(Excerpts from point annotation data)
--*--

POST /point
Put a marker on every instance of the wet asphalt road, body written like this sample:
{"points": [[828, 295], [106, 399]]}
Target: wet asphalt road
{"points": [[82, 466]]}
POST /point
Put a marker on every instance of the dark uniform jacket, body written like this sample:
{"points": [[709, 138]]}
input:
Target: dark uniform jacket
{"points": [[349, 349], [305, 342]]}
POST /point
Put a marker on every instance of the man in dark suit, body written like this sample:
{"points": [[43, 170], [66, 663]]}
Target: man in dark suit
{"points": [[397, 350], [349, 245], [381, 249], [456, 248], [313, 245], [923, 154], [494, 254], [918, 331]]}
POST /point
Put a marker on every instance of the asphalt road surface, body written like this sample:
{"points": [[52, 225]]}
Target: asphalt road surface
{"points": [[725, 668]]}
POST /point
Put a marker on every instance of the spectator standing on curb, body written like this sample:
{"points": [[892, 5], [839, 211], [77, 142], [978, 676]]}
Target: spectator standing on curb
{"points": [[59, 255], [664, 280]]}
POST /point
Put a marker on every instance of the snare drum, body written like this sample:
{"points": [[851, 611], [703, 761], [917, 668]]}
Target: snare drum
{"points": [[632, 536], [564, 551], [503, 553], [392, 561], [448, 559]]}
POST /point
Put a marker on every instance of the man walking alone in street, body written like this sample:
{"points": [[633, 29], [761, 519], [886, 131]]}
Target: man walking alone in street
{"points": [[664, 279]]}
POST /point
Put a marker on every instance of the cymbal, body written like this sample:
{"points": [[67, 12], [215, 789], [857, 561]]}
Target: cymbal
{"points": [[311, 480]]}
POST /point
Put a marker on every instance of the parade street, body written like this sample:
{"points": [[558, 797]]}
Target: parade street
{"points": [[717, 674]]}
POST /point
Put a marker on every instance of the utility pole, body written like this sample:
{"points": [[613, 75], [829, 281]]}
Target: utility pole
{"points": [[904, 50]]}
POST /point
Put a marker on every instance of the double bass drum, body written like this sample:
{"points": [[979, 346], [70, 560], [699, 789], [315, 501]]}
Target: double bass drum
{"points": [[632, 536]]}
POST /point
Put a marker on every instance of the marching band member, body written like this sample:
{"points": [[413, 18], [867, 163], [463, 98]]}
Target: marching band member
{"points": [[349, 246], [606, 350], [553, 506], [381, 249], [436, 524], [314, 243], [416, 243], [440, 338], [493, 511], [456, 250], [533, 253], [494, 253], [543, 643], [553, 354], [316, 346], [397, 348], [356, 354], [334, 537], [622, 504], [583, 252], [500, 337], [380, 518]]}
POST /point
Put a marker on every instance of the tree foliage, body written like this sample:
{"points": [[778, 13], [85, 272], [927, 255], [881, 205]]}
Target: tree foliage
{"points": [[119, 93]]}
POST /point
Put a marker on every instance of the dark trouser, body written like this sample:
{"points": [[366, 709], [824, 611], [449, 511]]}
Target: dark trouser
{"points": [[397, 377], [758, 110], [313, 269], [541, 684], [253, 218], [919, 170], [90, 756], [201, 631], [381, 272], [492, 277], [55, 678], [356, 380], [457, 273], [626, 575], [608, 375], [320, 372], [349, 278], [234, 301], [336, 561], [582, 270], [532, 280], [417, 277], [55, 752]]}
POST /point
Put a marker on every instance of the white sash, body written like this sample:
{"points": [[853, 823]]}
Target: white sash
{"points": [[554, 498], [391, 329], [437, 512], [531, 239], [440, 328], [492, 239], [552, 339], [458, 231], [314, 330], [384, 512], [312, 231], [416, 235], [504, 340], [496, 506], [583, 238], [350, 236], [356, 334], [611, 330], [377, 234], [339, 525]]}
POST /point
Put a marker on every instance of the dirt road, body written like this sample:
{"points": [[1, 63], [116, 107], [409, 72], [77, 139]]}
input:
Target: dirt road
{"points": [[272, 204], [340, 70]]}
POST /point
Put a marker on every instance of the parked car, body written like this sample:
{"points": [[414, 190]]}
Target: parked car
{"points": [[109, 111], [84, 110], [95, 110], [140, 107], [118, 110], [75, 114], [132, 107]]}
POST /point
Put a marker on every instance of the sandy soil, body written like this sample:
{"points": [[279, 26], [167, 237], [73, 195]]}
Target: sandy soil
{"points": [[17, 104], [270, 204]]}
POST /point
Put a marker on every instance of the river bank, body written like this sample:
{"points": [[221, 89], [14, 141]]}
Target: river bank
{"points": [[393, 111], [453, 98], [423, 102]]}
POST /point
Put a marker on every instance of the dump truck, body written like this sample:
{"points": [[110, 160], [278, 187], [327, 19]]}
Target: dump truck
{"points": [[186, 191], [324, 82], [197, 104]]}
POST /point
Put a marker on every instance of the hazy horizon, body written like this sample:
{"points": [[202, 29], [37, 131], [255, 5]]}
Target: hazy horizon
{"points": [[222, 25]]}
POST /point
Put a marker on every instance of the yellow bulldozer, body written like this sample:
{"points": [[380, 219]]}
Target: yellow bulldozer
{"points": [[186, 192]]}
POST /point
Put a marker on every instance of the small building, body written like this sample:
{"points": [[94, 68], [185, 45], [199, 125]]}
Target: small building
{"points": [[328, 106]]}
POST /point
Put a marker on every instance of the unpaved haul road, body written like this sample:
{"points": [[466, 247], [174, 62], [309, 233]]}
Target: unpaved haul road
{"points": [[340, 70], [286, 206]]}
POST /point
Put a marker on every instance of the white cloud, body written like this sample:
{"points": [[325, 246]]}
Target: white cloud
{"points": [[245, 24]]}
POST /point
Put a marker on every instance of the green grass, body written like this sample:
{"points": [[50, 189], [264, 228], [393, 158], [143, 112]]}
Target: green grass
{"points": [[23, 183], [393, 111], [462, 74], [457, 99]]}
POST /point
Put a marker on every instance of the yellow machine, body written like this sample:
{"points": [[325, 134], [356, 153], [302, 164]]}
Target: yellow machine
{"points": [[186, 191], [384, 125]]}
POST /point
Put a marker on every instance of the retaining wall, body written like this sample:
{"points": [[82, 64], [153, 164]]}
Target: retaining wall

--*--

**To do**. Count how many lines of the records contain the string "foliage", treating case as significant, and give only the number.

**Response**. 2